What the task asks
Recast the material below, from its first line through the line containing "point(439, 14)", as a Markdown table with the columns Row and Material line. Leave out any blank lines.
** start Dataset entries **
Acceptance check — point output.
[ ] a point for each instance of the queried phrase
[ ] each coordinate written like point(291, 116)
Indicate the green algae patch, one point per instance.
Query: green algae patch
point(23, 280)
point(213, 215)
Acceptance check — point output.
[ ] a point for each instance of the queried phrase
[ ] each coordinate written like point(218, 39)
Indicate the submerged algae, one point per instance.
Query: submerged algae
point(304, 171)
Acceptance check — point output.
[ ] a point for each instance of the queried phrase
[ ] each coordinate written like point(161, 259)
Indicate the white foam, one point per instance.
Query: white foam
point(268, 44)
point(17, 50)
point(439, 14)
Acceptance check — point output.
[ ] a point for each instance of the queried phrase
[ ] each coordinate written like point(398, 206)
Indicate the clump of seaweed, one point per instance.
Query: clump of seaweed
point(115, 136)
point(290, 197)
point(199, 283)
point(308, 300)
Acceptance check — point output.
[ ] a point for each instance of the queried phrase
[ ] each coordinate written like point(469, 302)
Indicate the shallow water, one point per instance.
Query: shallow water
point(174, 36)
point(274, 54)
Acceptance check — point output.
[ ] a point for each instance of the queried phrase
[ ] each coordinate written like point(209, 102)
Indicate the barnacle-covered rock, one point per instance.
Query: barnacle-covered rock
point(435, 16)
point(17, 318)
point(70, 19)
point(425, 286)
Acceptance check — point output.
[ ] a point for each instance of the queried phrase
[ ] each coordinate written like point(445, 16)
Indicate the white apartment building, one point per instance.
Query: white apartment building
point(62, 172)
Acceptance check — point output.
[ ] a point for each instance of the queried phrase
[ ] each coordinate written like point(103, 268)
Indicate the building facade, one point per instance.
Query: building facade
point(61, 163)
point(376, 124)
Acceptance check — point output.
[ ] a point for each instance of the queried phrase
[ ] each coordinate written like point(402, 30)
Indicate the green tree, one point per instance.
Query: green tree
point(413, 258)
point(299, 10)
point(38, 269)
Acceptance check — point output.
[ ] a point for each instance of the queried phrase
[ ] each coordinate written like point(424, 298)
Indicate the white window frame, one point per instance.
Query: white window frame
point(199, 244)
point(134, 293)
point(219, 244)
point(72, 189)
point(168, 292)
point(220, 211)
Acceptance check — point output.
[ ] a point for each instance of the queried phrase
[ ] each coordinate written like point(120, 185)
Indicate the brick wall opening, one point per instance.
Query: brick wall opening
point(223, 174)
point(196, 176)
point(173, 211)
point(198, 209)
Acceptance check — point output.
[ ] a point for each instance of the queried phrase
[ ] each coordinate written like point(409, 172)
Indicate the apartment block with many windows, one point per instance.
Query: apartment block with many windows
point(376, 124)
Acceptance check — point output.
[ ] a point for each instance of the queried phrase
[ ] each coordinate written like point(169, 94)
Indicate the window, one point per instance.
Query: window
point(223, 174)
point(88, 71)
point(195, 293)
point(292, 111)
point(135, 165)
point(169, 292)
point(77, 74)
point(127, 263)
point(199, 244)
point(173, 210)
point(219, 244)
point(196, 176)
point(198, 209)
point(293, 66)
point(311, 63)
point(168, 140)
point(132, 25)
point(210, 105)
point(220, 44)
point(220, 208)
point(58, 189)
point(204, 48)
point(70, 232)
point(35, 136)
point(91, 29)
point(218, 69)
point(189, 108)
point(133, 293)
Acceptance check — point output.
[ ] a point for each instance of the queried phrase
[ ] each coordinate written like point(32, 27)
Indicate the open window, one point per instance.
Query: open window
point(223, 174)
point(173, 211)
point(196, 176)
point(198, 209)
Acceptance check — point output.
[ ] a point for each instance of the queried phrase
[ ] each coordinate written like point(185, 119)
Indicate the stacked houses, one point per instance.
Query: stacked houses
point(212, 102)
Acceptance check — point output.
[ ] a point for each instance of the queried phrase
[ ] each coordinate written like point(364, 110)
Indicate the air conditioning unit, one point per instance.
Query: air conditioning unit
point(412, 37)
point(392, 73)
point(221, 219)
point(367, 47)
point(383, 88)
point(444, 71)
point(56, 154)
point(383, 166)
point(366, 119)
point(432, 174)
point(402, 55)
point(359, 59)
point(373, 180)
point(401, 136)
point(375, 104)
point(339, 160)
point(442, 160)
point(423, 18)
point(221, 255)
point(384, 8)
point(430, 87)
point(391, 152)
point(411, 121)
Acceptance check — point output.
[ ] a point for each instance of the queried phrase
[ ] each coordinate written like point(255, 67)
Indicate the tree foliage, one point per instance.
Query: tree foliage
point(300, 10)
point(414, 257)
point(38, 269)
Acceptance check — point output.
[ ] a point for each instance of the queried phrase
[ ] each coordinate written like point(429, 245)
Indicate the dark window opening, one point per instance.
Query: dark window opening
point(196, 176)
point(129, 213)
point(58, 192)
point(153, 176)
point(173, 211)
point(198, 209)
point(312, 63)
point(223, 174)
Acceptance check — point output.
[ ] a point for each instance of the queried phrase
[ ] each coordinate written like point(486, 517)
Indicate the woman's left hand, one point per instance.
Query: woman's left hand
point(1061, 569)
** end Dataset entries **
Exercise response
| Row | Material line |
|---|---|
| 1 | Acceptance check — point output. |
| 2 | [ ] a point for each instance of the queried phrase |
| 3 | [ ] each coordinate written like point(291, 116) |
| 4 | Indicate the green algae patch, one point per instance. |
| 5 | Query: green algae patch |
| 6 | point(23, 280) |
| 7 | point(213, 215) |
| 8 | Acceptance check — point output. |
| 9 | [ ] a point for each instance of the queried phrase |
| 10 | [ ] each coordinate written like point(218, 39) |
| 11 | Indicate the submerged algae, one point per instance. |
| 12 | Query: submerged algae |
| 13 | point(304, 171) |
| 14 | Acceptance check — point output. |
| 15 | [ ] a point for each instance of the queried phrase |
| 16 | [ ] each coordinate written like point(161, 259) |
| 17 | Indicate the white foam, one point per instance. |
| 18 | Query: white foam |
| 19 | point(268, 44) |
| 20 | point(17, 50) |
| 21 | point(439, 14) |